But let’s move beyond the proto-fascist in the GOP ranks and talk about Ted Cruz. Like Mike Huckabee before him, Cruz has a political style that resonates with Iowa’s conservatives: emotional, low-church, slightly rebellious. Still, it is hard to predict Cruz’s path forward, because it is difficult to think of a major party candidate more hated by his own party, Donald Trump notwithstanding.
Past enfant terrible candidates are rarely hated in this way. Ron Paul was treated as a funny curio. Pat Buchanan’s revolt was partly mourned, as if he couldn’t help it. Trump’s has been greeted with consternation and some fear. But Cruz is greeted as a walking, talking outrage. He’s treated as an offense in himself. And, it should be said, he seems to relish it. “I welcome their hatred,” Franklin Roosevelt once said after being labeled a class traitor. It’s easy to imagine Cruz feeling the same way about his political enemies.
Cruz has chutzpah. At a recent Republican debate, he got applause for castigating the debate moderators for trying to divide Republicans. Republican senators on that stage must have gagged; Cruz’s whole career has been about dividing Republicans. He has spent the last several years trying to create a caucus in the House that is loyal to his school of high-risk, no-reward brinksmanship. He promises to defund ObamaCare when the Senate can do no such thing. Or argues that the Supreme Court decision legalizing same-sex marriage nationwide did not really apply to the whole nation. This strategy burnishes Cruz’s reputation among the Republican base, but it creates headaches for senators and for the Republican House leadership.

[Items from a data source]
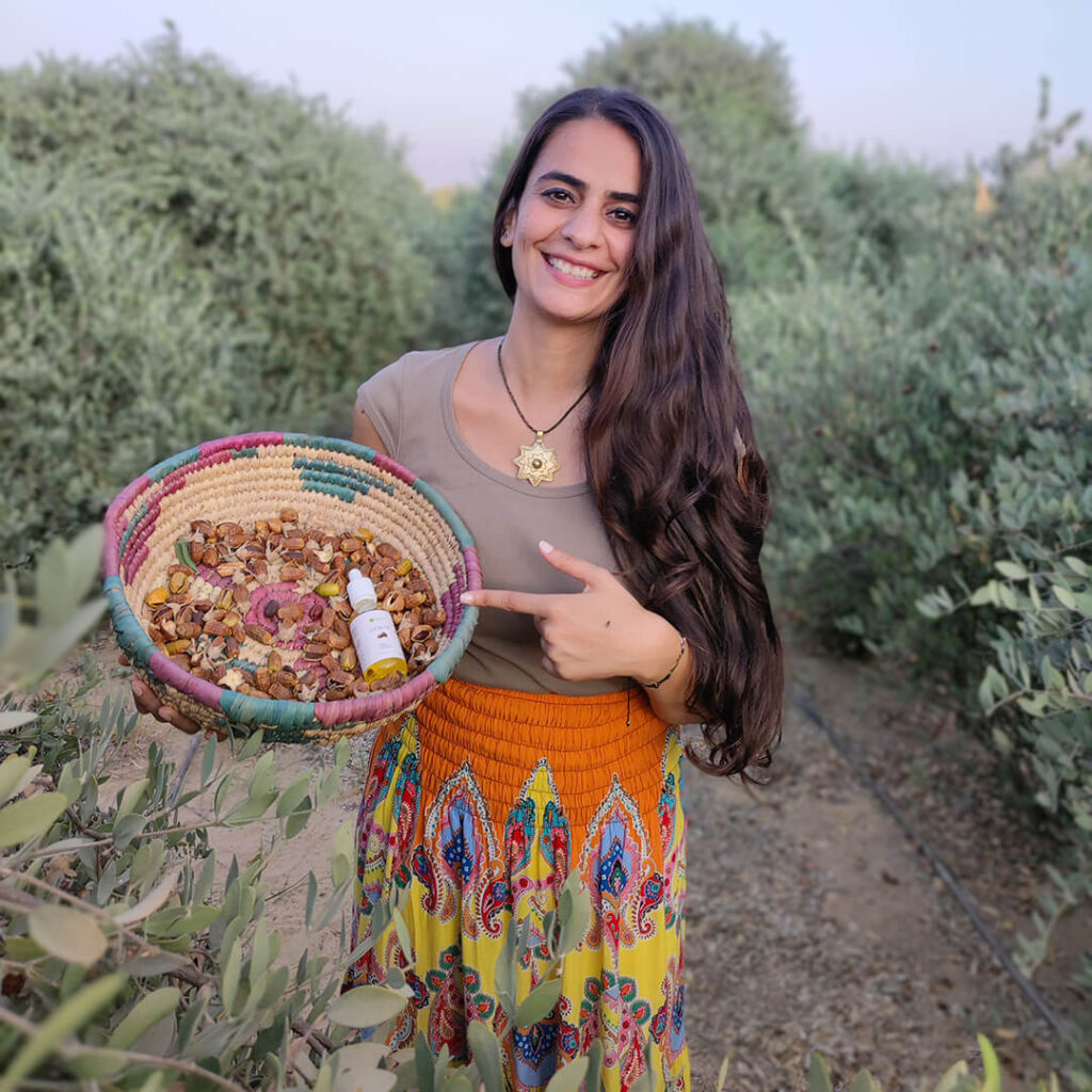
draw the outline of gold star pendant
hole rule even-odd
[[[532,485],[553,482],[554,475],[561,468],[561,464],[557,461],[557,452],[543,443],[542,432],[535,434],[535,442],[530,447],[521,443],[519,458],[512,462],[520,467],[520,473],[515,476]]]

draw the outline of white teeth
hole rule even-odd
[[[572,265],[563,258],[547,257],[546,261],[558,272],[569,276],[579,276],[585,281],[594,281],[600,275],[597,270],[590,270],[586,265]]]

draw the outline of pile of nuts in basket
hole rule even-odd
[[[439,650],[447,613],[413,560],[367,527],[308,527],[294,509],[258,520],[193,520],[176,562],[144,601],[155,644],[187,672],[258,698],[340,701],[405,681],[367,682],[349,636],[351,569],[376,586],[410,674]]]

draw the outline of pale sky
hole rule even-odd
[[[555,85],[615,27],[665,14],[781,41],[824,147],[962,166],[1021,146],[1040,75],[1055,119],[1092,112],[1092,0],[0,0],[0,67],[104,60],[170,17],[188,51],[383,122],[437,187],[480,176],[518,91]]]

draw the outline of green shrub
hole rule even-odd
[[[428,323],[430,224],[382,132],[174,32],[0,71],[2,556],[201,440],[347,431]]]

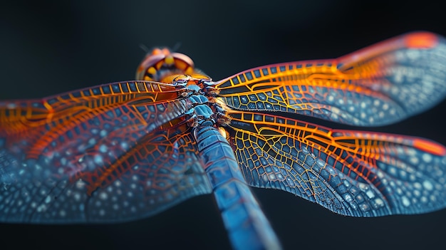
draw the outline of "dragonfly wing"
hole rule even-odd
[[[353,217],[446,207],[446,148],[439,144],[261,113],[230,115],[236,156],[253,187],[285,190]]]
[[[433,33],[394,38],[332,60],[273,64],[219,81],[236,110],[281,111],[346,124],[398,122],[446,95],[446,41]]]
[[[0,221],[122,222],[210,192],[177,96],[140,81],[0,103]]]

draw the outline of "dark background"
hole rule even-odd
[[[133,80],[142,43],[174,46],[214,80],[264,64],[336,58],[414,30],[446,36],[434,1],[11,1],[0,4],[0,99],[38,98]],[[446,103],[370,130],[446,145]],[[339,127],[342,127],[340,126]],[[336,215],[281,191],[255,189],[283,246],[294,249],[444,247],[446,210],[373,219]],[[0,248],[229,249],[211,195],[155,217],[110,225],[0,224]]]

# Task requirements
[A] Update the commentary on Ted Cruz between "Cruz has chutzpah." and "Republican House leadership.", inclusive, and replace "chutzpah" with "nerve".
[B] Answer these questions from the commentary on Ted Cruz:
(i) Which past candidate was treated as a funny curio?
(ii) What did Franklin Roosevelt say after being labeled a class traitor?
(iii) What does Cruz promise to defund?
[C] Pick up the commentary on Ted Cruz after its final sentence and keep writing.

# Answer set
[A]
Cruz has nerve. At a recent Republican debate, he got applause for castigating the debate moderators for trying to divide Republicans. Republican senators on that stage must have gagged; Cruz’s whole career has been about dividing Republicans. He has spent the last several years trying to create a caucus in the House that is loyal to his school of high-risk, no-reward brinksmanship. He promises to defund ObamaCare when the Senate can do no such thing. Or argues that the Supreme Court decision legalizing same-sex marriage nationwide did not really apply to the whole nation. This strategy burnishes Cruz’s reputation among the Republican base, but it creates headaches for senators and for the Republican House leadership.

[B]
(i) Ron Paul
(ii) "I welcome their hatred."
(iii) ObamaCare

[C]
The distaste for Cruz goes far beyond just his divisive political strategy, or the perception that he says nothing, true or untrue, unless it is maximally self-serving. It goes to his oleaginous, hyper-moralizing personality, even the repulsively sentimentalized way he talks about the “Children of Reagan” who are taking over the Republican Party. Frank Bruni related in a column that veterans of the 2000 George W. Bush campaign learned to loathe Cruz, and that many of them would, under truth serum, admit to preferring Trump to him. Cruz’s college roommate Craig Mazin is dragged before media to give amusingly nasty assessments of Cruz’s character. “I did not like him at all in college,” Mazin said, “…And, you know, I want to be clear, because Ted Cruz is a nightmare of a human being. I have plenty of problems with his politics, but truthfully his personality is so awful that 99 percent of why I hate him is just his personality.”
Giving GOP leadership trouble normally doesn’t trouble me. And I’m tempted to agree with Cruz on some things, like the perfidy of the Republican donor class. But last fall, Cruz was invited to speak at an ecumenical gathering of Middle Eastern Christians who were lobbying for support from Washington to help their embattled flocks (some of which face genocidal violence.) For reasons I still can’t comprehend, Cruz decided to offer this tiny effort a political decapitation. He goaded the audience about its lack of support for the state of Israel and then accused them of being anti-Semites. And it is only more galling in that Ted Cruz knows the relevant history. And he knows that his evangelical audience in America is mostly ignorant of it. He knew how to get a rise out of both audiences, and raised his own profile doing it.
It was a moment so cynical and underhanded, I joined the unofficial anyone-but-Cruz caucus.
Still, as a pundit, I have to admit I’m intrigued by the premise of Ted Cruz. He is the embodiment of the GOP’s on-again, off-again populist rhetoric. He seems to be running his campaign on the false wisdom about 2012, that there were millions of voters who stayed home because Mitt Romney wasn’t conservative enough for them. This is a campaign that is aiming for glory or ignominy and won’t settle for anything in between.
For any conservative who has wanted to see the leadership of the Republican Party horse-whipped, Ted Cruz looks like a gnarly weapon at hand. He is the revenge they deserve.